┌─ Text section

If these realities do not fulfill the criteria for fomenting violence, bloodshed, and terrorism, then I do not know what does. And clearly, neither does Gorodischer.
If there is any map people should complain about, it is the one that shows the West Bank and Gaza Strip steadily decreasing in size and contiguity over the past few decades despite international condemnation. Is that the map CD Palestino should feature on its kit? Will pro-Israel communities be proud of the international and humanitarian laws Israel skirts with impunity? Will this let allow them to champion Israel’s honorary title as the only country that gets to complain about other countries’ borders without settling its own?
Considering CD Palestino’s rich heritage, the very same heritage groups like the Simon Wiesenthal Center wish to erase, there is nothing surprising about the team’s new kits.
What is surprising, however, is the argument that politics and football do not mix — an assertion provided by Gorodischer — and that if and when they do, the responsible parties should be punished.
Let us look no further than Israel’s own Beitar Jerusalem, a team with fans that proudly stood behind a ‘Beitar is pure forever’ banner and booed Beitar player Zaur Sadayev, who also happens to be Muslim, the moment he scored his first goal for the team. Do not forget the boos and insults that rain on Sadayev and Muslim teammate Dzhabrail Kadiyev whenever the ball heads their way. (Check out ESPN’s documentary on the team.)

└─
┌─ Information shown

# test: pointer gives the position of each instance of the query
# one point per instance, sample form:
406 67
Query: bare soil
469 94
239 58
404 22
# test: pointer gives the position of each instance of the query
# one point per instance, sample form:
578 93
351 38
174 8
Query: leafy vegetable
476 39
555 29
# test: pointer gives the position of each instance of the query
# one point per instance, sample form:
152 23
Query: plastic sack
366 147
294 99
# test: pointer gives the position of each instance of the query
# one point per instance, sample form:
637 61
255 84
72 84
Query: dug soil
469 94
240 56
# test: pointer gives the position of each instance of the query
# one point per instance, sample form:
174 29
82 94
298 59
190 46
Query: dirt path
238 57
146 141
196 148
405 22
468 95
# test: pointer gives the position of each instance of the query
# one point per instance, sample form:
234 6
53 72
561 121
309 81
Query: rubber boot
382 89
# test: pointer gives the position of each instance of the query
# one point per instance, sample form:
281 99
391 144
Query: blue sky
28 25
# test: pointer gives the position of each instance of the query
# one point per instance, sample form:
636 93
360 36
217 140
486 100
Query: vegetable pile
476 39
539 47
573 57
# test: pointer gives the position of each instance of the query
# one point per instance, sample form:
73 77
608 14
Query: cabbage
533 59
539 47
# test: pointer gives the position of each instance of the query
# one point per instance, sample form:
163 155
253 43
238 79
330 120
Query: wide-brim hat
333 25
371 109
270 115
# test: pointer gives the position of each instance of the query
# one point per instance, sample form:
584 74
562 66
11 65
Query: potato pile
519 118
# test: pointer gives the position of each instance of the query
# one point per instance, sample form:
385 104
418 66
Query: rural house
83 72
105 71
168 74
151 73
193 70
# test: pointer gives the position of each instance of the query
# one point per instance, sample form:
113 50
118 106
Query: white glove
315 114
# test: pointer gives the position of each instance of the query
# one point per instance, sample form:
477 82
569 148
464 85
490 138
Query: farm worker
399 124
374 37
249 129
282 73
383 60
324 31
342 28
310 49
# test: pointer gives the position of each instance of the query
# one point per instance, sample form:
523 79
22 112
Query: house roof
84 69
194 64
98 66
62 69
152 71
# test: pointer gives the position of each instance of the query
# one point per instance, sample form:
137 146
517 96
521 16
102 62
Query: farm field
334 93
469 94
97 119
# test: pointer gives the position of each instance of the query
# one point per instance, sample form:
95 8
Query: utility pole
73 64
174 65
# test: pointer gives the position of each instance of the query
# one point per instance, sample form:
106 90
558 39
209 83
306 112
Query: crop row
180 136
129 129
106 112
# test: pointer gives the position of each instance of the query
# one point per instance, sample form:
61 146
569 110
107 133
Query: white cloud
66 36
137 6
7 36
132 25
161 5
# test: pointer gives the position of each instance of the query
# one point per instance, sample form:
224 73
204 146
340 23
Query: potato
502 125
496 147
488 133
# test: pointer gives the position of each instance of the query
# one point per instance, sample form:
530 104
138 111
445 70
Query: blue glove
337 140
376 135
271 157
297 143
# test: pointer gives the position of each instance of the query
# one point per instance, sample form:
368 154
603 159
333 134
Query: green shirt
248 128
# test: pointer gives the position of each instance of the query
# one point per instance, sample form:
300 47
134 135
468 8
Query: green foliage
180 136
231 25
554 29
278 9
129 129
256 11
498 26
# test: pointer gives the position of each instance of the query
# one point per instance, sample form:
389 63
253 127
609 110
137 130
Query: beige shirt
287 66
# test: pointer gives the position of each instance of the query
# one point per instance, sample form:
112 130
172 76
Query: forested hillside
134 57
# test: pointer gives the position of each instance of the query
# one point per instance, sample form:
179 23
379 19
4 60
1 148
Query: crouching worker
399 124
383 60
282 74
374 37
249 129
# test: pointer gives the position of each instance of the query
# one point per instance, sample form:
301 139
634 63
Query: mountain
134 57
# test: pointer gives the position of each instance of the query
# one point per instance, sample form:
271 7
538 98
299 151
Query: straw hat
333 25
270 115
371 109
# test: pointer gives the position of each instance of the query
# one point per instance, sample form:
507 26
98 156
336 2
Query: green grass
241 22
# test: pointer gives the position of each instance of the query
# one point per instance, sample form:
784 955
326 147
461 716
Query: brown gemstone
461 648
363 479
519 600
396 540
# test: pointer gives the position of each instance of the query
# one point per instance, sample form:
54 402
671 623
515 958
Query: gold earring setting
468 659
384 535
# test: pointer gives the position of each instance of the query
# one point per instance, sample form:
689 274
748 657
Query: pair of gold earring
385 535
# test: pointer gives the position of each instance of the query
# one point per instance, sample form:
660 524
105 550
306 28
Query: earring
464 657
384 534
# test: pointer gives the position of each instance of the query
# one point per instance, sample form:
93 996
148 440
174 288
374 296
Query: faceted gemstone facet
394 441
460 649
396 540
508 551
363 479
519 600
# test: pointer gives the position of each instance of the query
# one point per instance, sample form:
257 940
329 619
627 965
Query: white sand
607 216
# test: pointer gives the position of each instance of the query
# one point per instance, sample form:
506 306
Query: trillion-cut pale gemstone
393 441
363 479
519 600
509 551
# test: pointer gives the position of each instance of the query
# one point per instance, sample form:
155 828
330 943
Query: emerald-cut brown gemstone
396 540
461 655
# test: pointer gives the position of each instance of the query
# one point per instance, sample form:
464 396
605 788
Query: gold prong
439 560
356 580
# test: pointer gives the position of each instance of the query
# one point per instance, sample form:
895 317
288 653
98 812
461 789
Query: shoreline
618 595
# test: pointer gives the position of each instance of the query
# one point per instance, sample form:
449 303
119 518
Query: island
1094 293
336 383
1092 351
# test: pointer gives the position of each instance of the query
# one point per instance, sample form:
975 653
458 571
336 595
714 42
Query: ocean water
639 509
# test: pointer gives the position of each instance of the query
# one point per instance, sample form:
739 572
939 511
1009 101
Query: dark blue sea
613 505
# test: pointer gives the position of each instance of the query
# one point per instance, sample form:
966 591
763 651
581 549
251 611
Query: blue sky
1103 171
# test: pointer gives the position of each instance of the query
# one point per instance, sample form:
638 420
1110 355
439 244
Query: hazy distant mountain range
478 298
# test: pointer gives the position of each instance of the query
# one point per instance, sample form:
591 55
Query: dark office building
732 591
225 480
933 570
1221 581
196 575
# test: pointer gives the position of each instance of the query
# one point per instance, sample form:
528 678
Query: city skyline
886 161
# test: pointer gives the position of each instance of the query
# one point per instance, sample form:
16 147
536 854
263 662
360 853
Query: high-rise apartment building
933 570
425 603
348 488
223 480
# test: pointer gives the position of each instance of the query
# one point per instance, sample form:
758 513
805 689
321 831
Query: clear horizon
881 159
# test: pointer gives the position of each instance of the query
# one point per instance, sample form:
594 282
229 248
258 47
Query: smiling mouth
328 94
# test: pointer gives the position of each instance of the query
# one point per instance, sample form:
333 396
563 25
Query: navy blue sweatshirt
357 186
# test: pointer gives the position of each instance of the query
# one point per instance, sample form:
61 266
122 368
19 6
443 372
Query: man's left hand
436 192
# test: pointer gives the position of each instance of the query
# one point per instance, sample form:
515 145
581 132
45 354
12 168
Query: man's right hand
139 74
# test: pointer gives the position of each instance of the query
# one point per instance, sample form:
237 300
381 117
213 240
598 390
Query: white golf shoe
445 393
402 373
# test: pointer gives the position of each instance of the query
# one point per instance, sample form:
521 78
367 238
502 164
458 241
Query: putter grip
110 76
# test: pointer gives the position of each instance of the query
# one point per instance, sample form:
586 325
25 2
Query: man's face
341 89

└─

Pick up the piece on CD Palestino's kits where it stops, and continue it. The listing has no connection to the piece on CD Palestino's kits.

Let us also remember the hundreds of Beitar fans who, out of sheer loyalty to their team and to their state, mauled Palestinian workers at an Israeli mall and — get this — managed to get away with it because of a tired technicality that so many Palestinians are used to hearing: despite video footage, no formal complaint was filed by police.
What are we to make of Israel’s mission to disrupt Palestinian football operations once and for all? The spotlight quickly falls on Mahmoud Sarsak, a footballer for the Palestinian national team who was imprisoned in 2009 and detained and tortured for over three years without formal investigation or charge. The spotlight shifts to the Palestinian national team which, as a unit, has suffered greatly from arbitrary travel restrictions. During an Asian Cup qualifying match in 2006, Israel denied exit visas to all players based in the West Bank and Gaza Strip which effectively led to the Palestinian team’s elimination from the competition. During World Cup qualifying in 2007, a large part of the roster was not allowed to travel to Singapore, thereby forcing Palestine’s national team to forfeit the match. Similar situations have happened since then.
And we cannot ignore the fact that Gaza’s premier pitch, the Palestine Stadium, was bombed by Israel in 2006, then rebuilt only to be bombed again in 2009, and rebuilt for a second time, just to be leveled to the ground once more in 2012.
When football gives the people of Palestine joy, the Israeli government considers it a suitable target. Palestinians are not the ones responsible for politicizing a sport whose infrastructure is not allowed to serve an occupied people.
In the grand scheme of things, a black map of historic Palestine — the very same map that existed when CD Palestino was founded — on the back of two dozen jerseys is a reminder of the team’s history and, more than anything else, a declaration that football is greater than bitter divides.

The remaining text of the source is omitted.